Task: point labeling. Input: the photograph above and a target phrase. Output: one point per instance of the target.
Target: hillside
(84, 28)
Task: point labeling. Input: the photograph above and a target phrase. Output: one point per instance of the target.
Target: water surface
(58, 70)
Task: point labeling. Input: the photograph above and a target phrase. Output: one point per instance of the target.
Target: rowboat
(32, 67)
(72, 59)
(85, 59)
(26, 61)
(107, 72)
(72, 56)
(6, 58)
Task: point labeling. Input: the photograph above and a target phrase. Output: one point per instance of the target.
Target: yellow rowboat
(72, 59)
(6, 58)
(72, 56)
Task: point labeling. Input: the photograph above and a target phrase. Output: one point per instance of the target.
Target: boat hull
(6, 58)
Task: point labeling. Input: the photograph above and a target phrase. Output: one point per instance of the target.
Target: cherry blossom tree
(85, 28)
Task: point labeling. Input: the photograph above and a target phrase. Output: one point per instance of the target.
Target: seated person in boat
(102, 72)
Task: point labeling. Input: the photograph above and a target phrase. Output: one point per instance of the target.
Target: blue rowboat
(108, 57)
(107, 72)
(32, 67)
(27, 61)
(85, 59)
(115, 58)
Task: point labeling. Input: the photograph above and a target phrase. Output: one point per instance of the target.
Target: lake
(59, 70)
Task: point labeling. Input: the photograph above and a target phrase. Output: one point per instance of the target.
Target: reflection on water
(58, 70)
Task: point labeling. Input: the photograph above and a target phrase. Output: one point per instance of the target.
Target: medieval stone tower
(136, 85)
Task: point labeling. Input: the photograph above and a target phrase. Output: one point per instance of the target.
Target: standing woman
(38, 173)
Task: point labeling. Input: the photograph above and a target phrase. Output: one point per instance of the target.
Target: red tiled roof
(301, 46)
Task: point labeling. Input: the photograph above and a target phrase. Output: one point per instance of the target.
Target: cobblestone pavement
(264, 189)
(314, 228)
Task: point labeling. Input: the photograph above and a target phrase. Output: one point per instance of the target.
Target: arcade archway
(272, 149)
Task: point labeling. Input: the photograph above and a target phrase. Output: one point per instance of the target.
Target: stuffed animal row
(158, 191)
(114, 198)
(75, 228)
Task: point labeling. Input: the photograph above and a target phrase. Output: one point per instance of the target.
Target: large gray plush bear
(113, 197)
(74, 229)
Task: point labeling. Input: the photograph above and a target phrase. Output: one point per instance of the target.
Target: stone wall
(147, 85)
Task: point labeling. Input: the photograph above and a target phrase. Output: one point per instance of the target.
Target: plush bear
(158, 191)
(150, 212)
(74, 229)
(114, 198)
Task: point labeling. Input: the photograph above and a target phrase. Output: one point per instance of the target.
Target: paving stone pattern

» **YOUR OBJECTIVE**
Repeat all entries. Match them exactly.

» **RESPONSE FOR THIS EXERCISE**
Task: point labeling. Input: the photograph above and a target phrase. Output: one point per instance of the target.
Target: hillside
(84, 28)
Task: point labeling. Input: the photograph above and a target phrase. Output: one point per instance of the target.
Target: water surface
(58, 70)
Task: point labeling. Input: the photograph above and a target phrase. Output: one point per instance of the target.
Target: rowboat
(32, 67)
(72, 59)
(85, 59)
(26, 61)
(107, 72)
(72, 56)
(6, 58)
Task: point labeling. Input: the photograph above and a target phrase. Output: one point per instance of the target.
Target: yellow rowboat
(72, 59)
(6, 58)
(72, 56)
Task: point labeling. Input: the photograph above and a target phrase. Output: one point per instance of the target.
Target: boat hull
(6, 58)
Task: point labeling. Input: the photograph above and a target phrase. Output: one point per instance of the target.
Target: cherry blossom tree
(85, 28)
Task: point labeling. Input: the photograph above and a target phrase. Output: one point per instance of the target.
Target: seated person in boat
(102, 72)
Task: point labeling. Input: the photograph above and a target phrase. Output: one point per instance of the target.
Target: blue rowboat
(108, 57)
(107, 72)
(32, 67)
(27, 61)
(85, 59)
(115, 58)
Task: point labeling. Input: the photograph above and a target phrase. Output: one point per instance of the target.
Target: lake
(59, 70)
Task: point labeling. Input: the photograph above and a target phrase. Output: one point per instance of the target.
Target: reflection on water
(58, 70)
Task: point labeling. Input: the photograph above and a target phrase. Output: one point per instance of the target.
Target: medieval stone tower
(136, 85)
Task: point labeling. Input: the photograph above and a target phrase. Output: one point per instance of the target.
Target: standing woman
(38, 173)
Task: point labeling. Input: the photograph above and a target phrase. Output: one point per instance of the target.
Target: red tiled roof
(301, 46)
Task: point labeling. Input: the photograph above and a target phrase. Output: one point per instance of the target.
Target: cobblestone pavement
(264, 189)
(314, 228)
Task: point labeling. Input: the photograph above and a target phrase. Output: one point per instance of the target.
Target: arcade archway
(272, 149)
Task: point labeling. Input: the photograph above and a target phrase. Output: one point per instance of the target.
Target: stuffed animal row
(158, 191)
(114, 198)
(75, 228)
Task: point labeling. Input: the photograph above and a target phrase. Output: one point per instance of the target.
Target: large gray plush bear
(113, 197)
(74, 229)
Task: point labeling. Input: the photograph above and a target phrase. Output: one point per instance of the target.
Target: stone wall
(147, 85)
Task: point labeling. Input: the photograph above and a target phrase. Output: one point per instance of the target.
Target: plush bear
(158, 191)
(150, 212)
(74, 229)
(114, 198)
Task: point labeling. Input: the photograph above and a target phrase. Output: one point per instance of the target.
Target: paving stone pattern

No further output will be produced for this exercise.